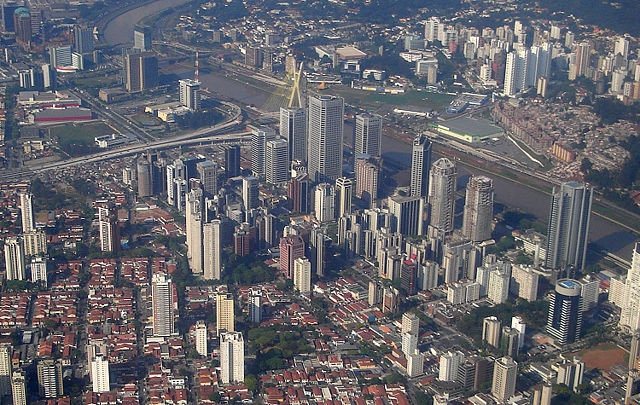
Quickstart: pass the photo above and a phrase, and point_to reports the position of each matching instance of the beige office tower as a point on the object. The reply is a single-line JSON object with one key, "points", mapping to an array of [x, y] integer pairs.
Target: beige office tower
{"points": [[225, 315]]}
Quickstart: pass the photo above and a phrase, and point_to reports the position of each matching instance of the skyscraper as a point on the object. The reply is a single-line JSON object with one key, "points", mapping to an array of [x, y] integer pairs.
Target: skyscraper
{"points": [[326, 121], [505, 372], [442, 194], [190, 94], [225, 313], [293, 128], [14, 258], [478, 209], [569, 219], [100, 373], [564, 320], [26, 212], [344, 194], [231, 357], [212, 238], [420, 166], [162, 305], [368, 135], [277, 162]]}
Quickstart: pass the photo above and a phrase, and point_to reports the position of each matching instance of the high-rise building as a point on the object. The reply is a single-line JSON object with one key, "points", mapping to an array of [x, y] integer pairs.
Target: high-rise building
{"points": [[491, 331], [505, 372], [212, 243], [225, 313], [162, 304], [420, 166], [18, 388], [344, 194], [302, 274], [442, 194], [83, 39], [564, 320], [325, 200], [26, 212], [232, 161], [5, 369], [368, 135], [142, 39], [407, 214], [201, 338], [50, 378], [100, 373], [259, 139], [255, 305], [190, 94], [478, 209], [250, 193], [569, 219], [231, 357], [141, 71], [293, 128], [291, 248], [326, 122], [14, 258], [277, 162]]}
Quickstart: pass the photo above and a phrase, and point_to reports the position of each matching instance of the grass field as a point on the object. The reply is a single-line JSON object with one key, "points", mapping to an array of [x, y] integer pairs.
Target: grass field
{"points": [[81, 134]]}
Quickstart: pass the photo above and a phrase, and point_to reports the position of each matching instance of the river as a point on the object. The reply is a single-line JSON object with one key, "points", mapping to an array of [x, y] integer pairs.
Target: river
{"points": [[604, 233]]}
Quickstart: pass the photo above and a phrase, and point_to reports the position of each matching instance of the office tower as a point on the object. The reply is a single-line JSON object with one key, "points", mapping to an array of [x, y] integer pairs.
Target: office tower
{"points": [[277, 162], [569, 219], [5, 369], [50, 378], [505, 371], [142, 71], [190, 94], [442, 194], [18, 388], [142, 39], [302, 274], [491, 331], [449, 364], [325, 138], [14, 258], [231, 357], [162, 304], [291, 248], [201, 338], [232, 161], [212, 239], [518, 324], [478, 209], [325, 202], [26, 212], [100, 373], [22, 25], [255, 305], [259, 139], [420, 166], [39, 270], [564, 320], [250, 193], [368, 135], [367, 170], [344, 194], [407, 214], [293, 128], [225, 313], [145, 181], [60, 56], [109, 232], [498, 290]]}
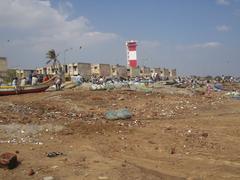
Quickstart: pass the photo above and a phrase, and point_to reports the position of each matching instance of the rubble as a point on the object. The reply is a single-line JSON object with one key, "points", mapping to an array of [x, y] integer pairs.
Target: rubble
{"points": [[8, 160], [118, 114], [54, 154]]}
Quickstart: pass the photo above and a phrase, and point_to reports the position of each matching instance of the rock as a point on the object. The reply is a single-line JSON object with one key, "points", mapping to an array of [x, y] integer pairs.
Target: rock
{"points": [[205, 135], [173, 150], [8, 160], [121, 98], [151, 142], [102, 177], [31, 172], [54, 154], [48, 178], [118, 114]]}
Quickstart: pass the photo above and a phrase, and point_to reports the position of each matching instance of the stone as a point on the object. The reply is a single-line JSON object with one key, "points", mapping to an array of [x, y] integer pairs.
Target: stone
{"points": [[8, 160], [205, 135], [48, 178], [31, 172]]}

= = = =

■ WHAT IS NEEDED
Reproduce the material word for word, minus the images.

■ SOLUTION BELOW
Quickstart: pass the photo above and a phrase, and point_to reports the position of each matching instance of the beige office tower as a point on the object. The reply is a single-line JSON object with one key, "points", mapping to an array of [x, y] integer pairs.
Target: beige office tower
{"points": [[225, 315]]}
Quickstart: pass the photo above and a phrase, and point_to reports the position of each matching instance of the skyscraper as a point on the object. The reply is a single-line JSON object with one key, "points", mapping to an array of [x, y] integer pairs.
Target: skyscraper
{"points": [[326, 121], [505, 372], [442, 194], [190, 94], [225, 313], [293, 128], [14, 258], [478, 209], [569, 219], [100, 373], [564, 320], [26, 212], [344, 194], [231, 357], [212, 238], [420, 166], [162, 305], [368, 135], [277, 162]]}
Quickstart: pass the photo above and a phrase, and point_to reports the position of each matching instance of the high-rise building as a point on the object. The reply is a single-line JSON object with one key, "points", mapping to an array of [x, y] integer pairs.
Target: high-rise building
{"points": [[491, 331], [505, 372], [212, 243], [225, 313], [162, 304], [420, 166], [18, 388], [344, 194], [302, 274], [442, 194], [83, 39], [564, 320], [325, 200], [26, 212], [232, 161], [5, 369], [368, 135], [142, 39], [407, 214], [201, 338], [50, 378], [100, 373], [259, 139], [255, 305], [190, 94], [478, 209], [250, 193], [569, 219], [231, 357], [141, 71], [293, 128], [291, 248], [326, 122], [14, 258], [277, 162]]}
Quickstart: pass the photo above and a phrase, and point_to reports the position of each matching instance of the grass field as a point on the object. The reply is a single-line JSON object with one key, "points", mapping to an array of [x, y] integer pairs.
Target: grass field
{"points": [[81, 134]]}
Quickstart: pass the photo above and a phrase, and point_to reports the position of each matching instance of the river as a point on the object. The reply is a single-line JSON object with one key, "points", mapping to an array of [x, y] integer pairs.
Target: river
{"points": [[604, 233]]}
Quickstart: pass the photo above and a phrase, and point_to reports the position of each matching instance of the office tower as a point on the object. The reply is a single-line JSON object with one key, "points", mapping to an array of [x, y] integer pairs.
Target: office tower
{"points": [[277, 162], [569, 219], [5, 369], [50, 378], [505, 371], [142, 71], [190, 94], [442, 194], [18, 388], [142, 39], [302, 274], [491, 331], [449, 364], [325, 138], [14, 258], [231, 357], [162, 304], [291, 248], [201, 338], [232, 161], [212, 239], [518, 324], [478, 209], [325, 202], [26, 212], [100, 373], [22, 25], [255, 305], [259, 139], [420, 166], [39, 270], [564, 320], [250, 193], [368, 135], [367, 170], [344, 194], [407, 214], [293, 128], [225, 313], [145, 181], [60, 56], [109, 232], [498, 290]]}
Quickstart: pass the photo above and a phrase, and point_to reports the position of each matching instance of the rubble as a point on the object. The reply is a single-line JSON object with one key, "points", mapping to an array of [x, y] integer pairs.
Target: rubble
{"points": [[8, 160], [118, 114], [54, 154]]}
Quickstart: pass the photo above and a phrase, and point_to reports the position of each matching instance of the rock as a point on the object. The reply is a single-line JSON object with one key, "points", mapping to an array of [x, y] integer pairs.
Target: rock
{"points": [[205, 135], [173, 150], [8, 160], [121, 98], [151, 142], [102, 177], [31, 172], [54, 154], [48, 178], [118, 114]]}
Quickstart: pass the photo above and a phrase, and point_to reports the position of each matching instance of the stone as a point on the object. The reply is a single-line JSON object with one key, "points", mapping to an array of [x, y] integer pairs.
Target: stone
{"points": [[8, 160], [205, 135], [48, 178], [31, 172]]}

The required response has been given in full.